Write out the records below with "jeans" swapped for "shorts" wherever it occurs and everything else unchanged. Leave the pictures out.

> _Task input_:
═══

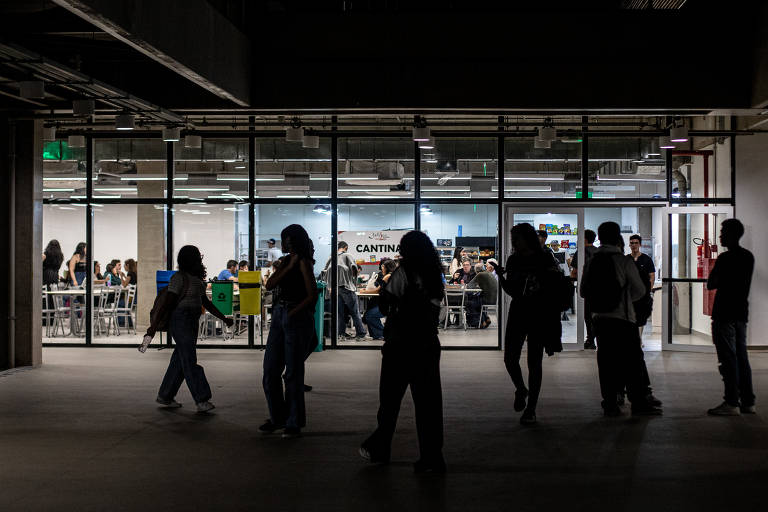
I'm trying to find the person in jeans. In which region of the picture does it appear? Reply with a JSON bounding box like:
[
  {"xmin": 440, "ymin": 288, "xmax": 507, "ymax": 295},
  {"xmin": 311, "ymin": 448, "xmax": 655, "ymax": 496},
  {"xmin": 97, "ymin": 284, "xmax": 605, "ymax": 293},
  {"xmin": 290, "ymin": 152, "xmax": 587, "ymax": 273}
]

═══

> _Task solution_:
I'm trying to find the person in shorts. In which region of the picture does it appear? Reply with a JSON bounding box like:
[
  {"xmin": 440, "ymin": 288, "xmax": 507, "ymax": 295},
  {"xmin": 311, "ymin": 448, "xmax": 655, "ymax": 496},
  {"xmin": 97, "ymin": 284, "xmax": 605, "ymax": 293},
  {"xmin": 290, "ymin": 152, "xmax": 587, "ymax": 273}
]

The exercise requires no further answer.